Challenge: Could you duplicate the items below verbatim, starting at the line that contains "Target: submerged tree base" and ending at the final line of the items?

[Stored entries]
____________

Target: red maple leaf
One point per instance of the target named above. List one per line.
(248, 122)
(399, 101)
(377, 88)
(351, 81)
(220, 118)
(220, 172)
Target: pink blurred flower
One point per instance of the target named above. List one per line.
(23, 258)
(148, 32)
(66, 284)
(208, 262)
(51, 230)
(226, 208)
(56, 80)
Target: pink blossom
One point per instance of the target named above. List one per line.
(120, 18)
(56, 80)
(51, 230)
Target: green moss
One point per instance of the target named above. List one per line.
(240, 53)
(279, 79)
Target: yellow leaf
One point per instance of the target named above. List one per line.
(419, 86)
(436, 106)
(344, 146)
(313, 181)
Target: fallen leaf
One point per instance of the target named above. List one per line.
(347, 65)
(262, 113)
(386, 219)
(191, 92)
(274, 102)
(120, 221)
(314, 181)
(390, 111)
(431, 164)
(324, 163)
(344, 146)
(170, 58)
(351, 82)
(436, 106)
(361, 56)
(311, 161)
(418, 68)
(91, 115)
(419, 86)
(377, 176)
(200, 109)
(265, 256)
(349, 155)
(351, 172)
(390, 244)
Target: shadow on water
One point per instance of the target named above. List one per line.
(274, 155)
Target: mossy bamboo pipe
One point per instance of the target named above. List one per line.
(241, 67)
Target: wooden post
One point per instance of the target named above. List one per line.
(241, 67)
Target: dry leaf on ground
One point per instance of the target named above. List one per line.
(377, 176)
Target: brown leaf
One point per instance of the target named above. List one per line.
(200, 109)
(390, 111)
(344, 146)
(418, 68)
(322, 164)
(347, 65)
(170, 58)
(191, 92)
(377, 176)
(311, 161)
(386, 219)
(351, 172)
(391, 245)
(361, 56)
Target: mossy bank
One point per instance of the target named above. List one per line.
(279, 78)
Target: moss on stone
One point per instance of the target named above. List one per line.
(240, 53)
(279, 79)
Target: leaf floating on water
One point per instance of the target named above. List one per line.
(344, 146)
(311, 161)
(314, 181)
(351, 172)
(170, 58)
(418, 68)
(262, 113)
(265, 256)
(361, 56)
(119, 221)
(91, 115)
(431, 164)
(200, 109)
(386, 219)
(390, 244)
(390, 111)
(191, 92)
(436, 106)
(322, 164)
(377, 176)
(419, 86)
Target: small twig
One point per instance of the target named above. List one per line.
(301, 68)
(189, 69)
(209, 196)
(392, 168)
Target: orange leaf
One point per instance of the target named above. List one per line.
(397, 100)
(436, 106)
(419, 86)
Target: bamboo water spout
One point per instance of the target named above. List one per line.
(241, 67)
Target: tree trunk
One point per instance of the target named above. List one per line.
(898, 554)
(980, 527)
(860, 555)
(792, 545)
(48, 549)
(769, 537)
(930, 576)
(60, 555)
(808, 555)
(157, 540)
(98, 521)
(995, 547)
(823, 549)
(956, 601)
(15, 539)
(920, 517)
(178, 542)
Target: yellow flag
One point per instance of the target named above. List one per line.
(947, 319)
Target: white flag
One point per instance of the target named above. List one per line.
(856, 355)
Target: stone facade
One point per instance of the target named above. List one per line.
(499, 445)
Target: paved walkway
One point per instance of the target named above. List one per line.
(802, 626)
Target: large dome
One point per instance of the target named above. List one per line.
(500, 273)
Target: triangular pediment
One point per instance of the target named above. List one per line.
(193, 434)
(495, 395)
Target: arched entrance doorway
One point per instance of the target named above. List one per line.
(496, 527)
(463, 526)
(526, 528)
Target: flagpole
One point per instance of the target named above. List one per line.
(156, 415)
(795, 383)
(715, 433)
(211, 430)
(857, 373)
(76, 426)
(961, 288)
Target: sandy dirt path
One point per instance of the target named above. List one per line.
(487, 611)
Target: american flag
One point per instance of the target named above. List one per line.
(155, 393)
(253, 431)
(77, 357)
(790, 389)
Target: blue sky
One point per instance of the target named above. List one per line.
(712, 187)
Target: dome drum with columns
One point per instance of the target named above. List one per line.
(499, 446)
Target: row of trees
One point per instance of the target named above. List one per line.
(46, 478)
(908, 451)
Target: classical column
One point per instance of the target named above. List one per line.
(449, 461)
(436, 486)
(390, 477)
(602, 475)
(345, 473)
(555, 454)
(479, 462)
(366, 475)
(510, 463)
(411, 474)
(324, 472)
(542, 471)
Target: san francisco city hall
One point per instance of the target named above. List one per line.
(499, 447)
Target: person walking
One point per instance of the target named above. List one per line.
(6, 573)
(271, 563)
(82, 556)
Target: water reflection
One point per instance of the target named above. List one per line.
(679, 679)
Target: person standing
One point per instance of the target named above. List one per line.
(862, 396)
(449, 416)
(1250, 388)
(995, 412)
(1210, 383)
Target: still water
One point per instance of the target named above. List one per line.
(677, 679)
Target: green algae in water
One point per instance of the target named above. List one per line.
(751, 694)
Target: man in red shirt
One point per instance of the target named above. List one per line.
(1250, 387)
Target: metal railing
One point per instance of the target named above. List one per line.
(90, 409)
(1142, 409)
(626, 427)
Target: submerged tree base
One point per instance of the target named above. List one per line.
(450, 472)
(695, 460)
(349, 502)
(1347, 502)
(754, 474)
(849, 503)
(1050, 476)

____________

The answer:
Target: submerged tree base
One point per instance of the target named above. List one per line.
(450, 472)
(695, 460)
(349, 502)
(1347, 502)
(754, 474)
(849, 503)
(1050, 476)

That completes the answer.